→ Stated exercise a:
Please count the lines in the rows below that contain the string "background", with case counting, and give only that number.

* Start Page text *

Page MenuHomePhabricator

Disable ContentTranslation for non-extended confirmed users on viwiki
Closed, ResolvedPublic

Description

Per community consensus, please disable machine translation for all users that don't have extendedconfirmed. We have been using a simple script (and an abuse filter) for enacting, but it seems to be outdated after new Vector's deployment.

Proposed approach

Configure Content Translation to prevent publishing users that are not extendedconfirmed when translating into Vietnamese. Users affected will see a message indicating the limitation as described in T192144 before they attempt to publish (avoiding waste of time of working on the translation and finding out later).

Event Timeline

Content translation has a quality control mechanism that can be configured for each wiki to make the limits more or less strict.
If there are issues with the content created with the tool we encourage to adjust the limits so that publishing is not allowed if more than X% of the initial translation has not been modified. We need some guidance (and possible some iterations) to find the right value for X, but we believe it is better and more fair to evaluate the translations by the quality of the content rather than the number of edits of the user making them.

After an initial request from Vietnamese editors (T275121) we adjusted the limits to prevent the publication of translations with 90% or more of unmodified machine translation. As a reference, the limit was adjusted to 70% for Indonesian. So we may want to try if a similar limit could work better for Vietnamese.

If there are issue son how the limits are computed on a given language we want also to know about them to improve the way limits work (T251887).

Please, let us know if increasing the limits seems a good approach to try before taking more drastic measures that could affect users actually doing a good translation.

* End Page text *
* Start Supplied data *

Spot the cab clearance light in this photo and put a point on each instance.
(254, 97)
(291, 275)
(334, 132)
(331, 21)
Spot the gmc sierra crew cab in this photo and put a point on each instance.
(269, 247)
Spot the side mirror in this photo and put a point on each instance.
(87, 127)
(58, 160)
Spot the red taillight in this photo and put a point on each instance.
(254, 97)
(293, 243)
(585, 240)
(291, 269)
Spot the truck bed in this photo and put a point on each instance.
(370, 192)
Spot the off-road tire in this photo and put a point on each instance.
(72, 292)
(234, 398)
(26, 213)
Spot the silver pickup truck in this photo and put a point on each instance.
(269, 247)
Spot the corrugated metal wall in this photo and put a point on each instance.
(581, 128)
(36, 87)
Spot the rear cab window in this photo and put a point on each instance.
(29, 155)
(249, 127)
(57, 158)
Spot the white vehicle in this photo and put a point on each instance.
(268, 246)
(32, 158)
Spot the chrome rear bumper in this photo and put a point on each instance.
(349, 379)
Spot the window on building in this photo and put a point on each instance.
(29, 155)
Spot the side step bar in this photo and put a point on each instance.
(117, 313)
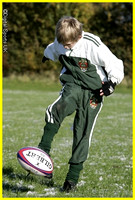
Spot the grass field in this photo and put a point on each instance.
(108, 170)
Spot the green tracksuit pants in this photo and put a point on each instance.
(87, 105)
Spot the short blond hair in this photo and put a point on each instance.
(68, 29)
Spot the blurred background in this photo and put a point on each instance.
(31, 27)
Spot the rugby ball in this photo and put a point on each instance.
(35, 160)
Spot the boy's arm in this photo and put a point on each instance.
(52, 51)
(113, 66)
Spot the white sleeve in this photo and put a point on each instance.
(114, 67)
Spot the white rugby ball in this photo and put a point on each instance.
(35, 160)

* End Supplied data *
* Start Supplied data *

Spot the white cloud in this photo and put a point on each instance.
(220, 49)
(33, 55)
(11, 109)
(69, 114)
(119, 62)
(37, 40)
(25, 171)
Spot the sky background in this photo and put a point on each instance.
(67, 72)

* End Supplied data *
* Start Supplied data *

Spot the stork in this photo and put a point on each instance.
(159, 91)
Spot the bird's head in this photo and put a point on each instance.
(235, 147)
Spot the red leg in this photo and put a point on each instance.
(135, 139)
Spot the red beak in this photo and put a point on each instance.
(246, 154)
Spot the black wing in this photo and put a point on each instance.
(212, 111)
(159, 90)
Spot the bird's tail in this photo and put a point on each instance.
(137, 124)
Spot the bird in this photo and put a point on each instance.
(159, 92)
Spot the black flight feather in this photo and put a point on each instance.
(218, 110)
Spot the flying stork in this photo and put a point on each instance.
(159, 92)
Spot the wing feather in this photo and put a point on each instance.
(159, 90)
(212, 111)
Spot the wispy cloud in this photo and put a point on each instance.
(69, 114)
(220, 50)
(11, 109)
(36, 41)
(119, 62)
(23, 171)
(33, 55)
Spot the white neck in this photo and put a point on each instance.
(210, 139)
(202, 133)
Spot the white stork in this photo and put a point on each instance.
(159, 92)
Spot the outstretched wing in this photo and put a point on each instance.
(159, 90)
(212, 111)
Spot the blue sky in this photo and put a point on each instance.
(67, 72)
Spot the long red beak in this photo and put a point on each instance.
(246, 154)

* End Supplied data *

→ Stated exercise b:
Answer these from the Content Translation ticket above, one line each, marked the same way:
(i) Which user right does the community want required for using machine translation?
(ii) After the first request from Vietnamese editors, what share of unmodified machine translation was set as the limit for Vietnamese?
(iii) What limit was set for Indonesian?

→ Full response a:
2

→ Full response b:
(i) extendedconfirmed
(ii) 90% or more
(iii) 70%